───── Vorliegender Text
Der Aargauer Regierungsrat begrüsst diese Umsetzung der Initiative und hält fest, dass es im kantonalen Polizeigesetz seit dem 1. Juli 2021 eine ähnliche Regelung gibt. Demnach können Personen gebüsst werden, «die sich bei bewilligungspflichtigen Versammlungen und Demonstrationen oder bei sonstigen Menschenansammlungen auf öffentlichem Grund durch Vermummung unkenntlich machen». Damit könnten im Aargau heute vermummte Anhänger bei einem Fanmarsch gebüsst werden – dies war vor der Anpassung des kantonalen Gesetzes nicht möglich.
──────────
───── Arbeitsdaten
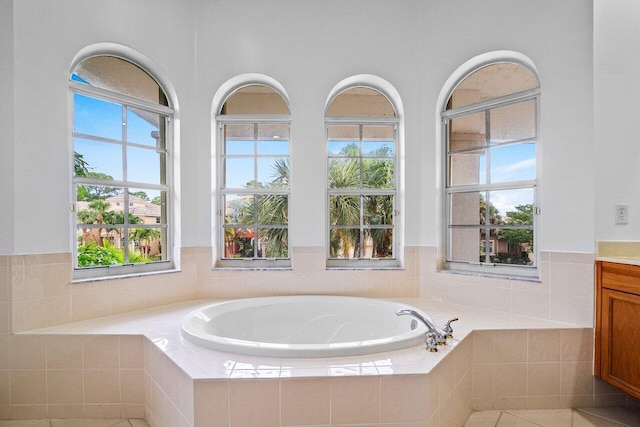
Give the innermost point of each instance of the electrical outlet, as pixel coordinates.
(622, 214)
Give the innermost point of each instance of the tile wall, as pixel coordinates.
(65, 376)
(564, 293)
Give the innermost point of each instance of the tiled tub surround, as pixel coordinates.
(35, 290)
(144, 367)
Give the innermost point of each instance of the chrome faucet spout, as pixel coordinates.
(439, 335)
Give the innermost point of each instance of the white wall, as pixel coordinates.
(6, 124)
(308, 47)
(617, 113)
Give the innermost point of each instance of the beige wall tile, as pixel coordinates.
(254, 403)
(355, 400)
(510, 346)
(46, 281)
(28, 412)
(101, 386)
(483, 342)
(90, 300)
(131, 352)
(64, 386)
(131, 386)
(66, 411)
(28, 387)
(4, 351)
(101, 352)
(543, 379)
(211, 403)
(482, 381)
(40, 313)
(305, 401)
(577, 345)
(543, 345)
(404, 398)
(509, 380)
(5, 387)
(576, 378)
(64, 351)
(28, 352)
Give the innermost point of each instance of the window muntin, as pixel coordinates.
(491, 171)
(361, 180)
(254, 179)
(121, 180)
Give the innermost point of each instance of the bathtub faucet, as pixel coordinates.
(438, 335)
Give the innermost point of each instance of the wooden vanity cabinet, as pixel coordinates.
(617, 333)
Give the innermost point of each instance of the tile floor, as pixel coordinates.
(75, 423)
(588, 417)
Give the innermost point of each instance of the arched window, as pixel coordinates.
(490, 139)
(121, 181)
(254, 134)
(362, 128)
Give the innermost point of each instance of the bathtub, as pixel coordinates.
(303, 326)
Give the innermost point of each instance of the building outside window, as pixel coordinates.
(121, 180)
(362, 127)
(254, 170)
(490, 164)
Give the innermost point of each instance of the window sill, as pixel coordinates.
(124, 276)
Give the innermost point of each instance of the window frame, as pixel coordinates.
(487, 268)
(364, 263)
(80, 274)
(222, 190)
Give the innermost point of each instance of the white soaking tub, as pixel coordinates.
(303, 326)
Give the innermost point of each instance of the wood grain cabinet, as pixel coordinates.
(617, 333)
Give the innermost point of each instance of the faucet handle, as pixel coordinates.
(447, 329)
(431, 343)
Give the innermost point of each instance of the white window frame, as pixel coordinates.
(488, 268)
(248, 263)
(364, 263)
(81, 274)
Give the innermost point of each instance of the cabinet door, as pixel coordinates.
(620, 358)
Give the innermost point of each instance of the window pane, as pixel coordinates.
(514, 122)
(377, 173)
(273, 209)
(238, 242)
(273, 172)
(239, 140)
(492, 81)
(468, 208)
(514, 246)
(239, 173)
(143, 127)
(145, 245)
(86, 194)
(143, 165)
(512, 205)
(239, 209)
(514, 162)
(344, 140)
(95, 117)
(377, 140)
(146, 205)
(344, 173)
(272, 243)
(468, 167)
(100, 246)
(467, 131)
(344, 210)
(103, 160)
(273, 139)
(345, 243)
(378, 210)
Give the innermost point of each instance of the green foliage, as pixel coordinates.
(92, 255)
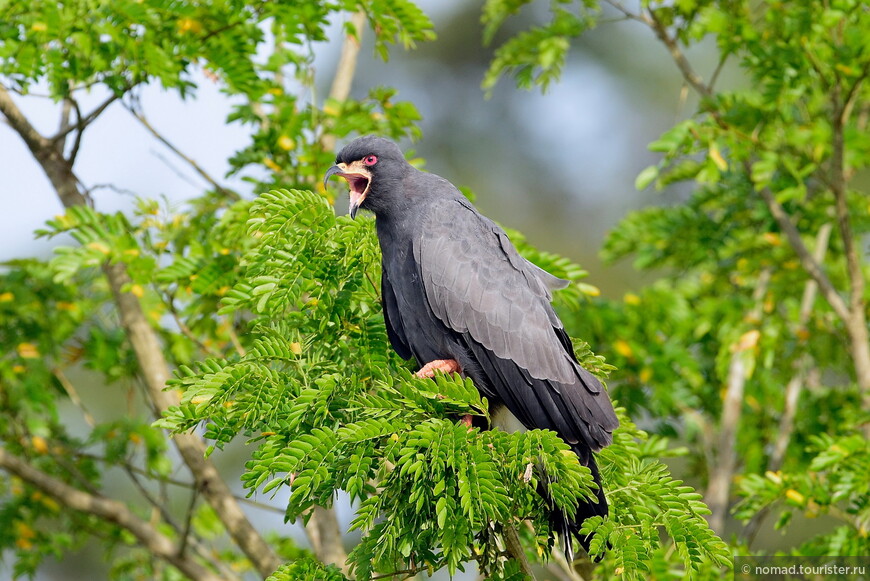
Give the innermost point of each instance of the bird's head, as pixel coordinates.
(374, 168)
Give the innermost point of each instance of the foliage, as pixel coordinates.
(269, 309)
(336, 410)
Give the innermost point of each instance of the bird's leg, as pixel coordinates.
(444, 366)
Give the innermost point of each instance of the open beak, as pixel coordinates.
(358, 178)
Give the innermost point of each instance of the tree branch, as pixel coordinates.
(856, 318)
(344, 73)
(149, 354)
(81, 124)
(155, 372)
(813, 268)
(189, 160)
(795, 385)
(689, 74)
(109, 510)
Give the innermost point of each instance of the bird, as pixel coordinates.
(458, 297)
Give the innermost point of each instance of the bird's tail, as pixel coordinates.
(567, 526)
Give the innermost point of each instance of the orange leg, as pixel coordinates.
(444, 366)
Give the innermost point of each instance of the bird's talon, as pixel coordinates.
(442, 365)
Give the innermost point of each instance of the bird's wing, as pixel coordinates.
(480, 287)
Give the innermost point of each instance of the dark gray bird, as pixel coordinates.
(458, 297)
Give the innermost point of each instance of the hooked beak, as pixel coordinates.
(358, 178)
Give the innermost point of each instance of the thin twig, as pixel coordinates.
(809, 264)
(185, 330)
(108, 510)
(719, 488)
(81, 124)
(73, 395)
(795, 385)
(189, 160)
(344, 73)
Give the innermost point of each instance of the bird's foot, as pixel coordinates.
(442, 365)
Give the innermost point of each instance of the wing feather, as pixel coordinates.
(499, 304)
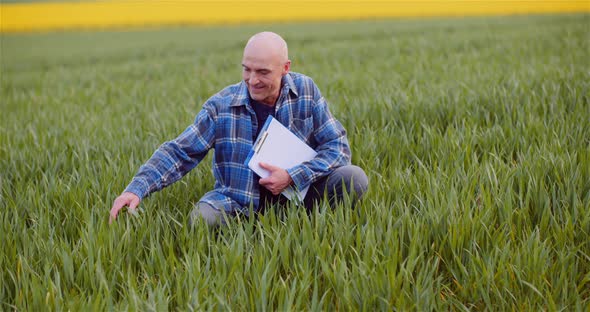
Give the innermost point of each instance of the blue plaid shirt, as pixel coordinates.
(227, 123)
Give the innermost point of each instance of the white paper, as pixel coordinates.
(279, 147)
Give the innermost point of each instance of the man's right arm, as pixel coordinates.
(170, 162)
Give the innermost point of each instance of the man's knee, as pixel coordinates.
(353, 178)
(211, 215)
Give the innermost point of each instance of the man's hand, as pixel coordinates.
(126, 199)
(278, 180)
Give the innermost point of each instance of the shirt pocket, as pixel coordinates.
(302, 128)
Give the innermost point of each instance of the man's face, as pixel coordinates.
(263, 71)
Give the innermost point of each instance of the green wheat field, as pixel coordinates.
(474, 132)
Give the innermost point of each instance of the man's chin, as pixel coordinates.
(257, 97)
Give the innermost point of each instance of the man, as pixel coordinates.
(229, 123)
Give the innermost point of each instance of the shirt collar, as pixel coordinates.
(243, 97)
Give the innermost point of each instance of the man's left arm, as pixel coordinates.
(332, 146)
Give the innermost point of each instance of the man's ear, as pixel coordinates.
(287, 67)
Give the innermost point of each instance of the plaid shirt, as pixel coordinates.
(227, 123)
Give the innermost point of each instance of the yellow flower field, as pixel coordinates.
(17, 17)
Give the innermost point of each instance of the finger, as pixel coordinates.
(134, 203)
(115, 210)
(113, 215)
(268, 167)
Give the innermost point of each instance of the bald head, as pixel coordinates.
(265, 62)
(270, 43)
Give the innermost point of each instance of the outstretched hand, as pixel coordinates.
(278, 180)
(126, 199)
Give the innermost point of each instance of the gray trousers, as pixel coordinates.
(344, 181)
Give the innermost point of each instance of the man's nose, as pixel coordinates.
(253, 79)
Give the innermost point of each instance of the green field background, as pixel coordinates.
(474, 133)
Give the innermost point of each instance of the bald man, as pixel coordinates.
──────────
▸ Zu erledigen:
1) Zähle, in wie vielen Zeilen der Einträge die Zeichenfolge „gray“ vorkommt, und gib nur diese Zahl an.
2) Schreibe den Text über das Vermummungsverbot im Aargau weiter, beginnend nach seinem letzten Satz.
Text und Einträge stammen aus unterschiedlichen Quellen.

▸ Antworten je Aufgabe:
1) 2

2)
Regierung sieht Gefahr der Eskalation, wenn Polizei strikt vorgeht
Die Formulierung des Bundesrats für die nationale Regelung geht indes noch weiter und würde dazu führen, dass eine Anzeige wegen Vermummung zum Beispiel auch in einem Fussballstadion möglich ist. Der Regierungsrat hält fest, dass sich die Gefahr von Ausschreitungen beträchtlich erhöhe, wenn sich Vermummte unter Demonstrierenden oder Fangruppen befinden. «Zudem sind es oft Vermummte, die als Teil einer Gruppierung auftreten, welche zu Gewaltanwendung und Sachbeschädigungen neigen», schreibt die Regierung.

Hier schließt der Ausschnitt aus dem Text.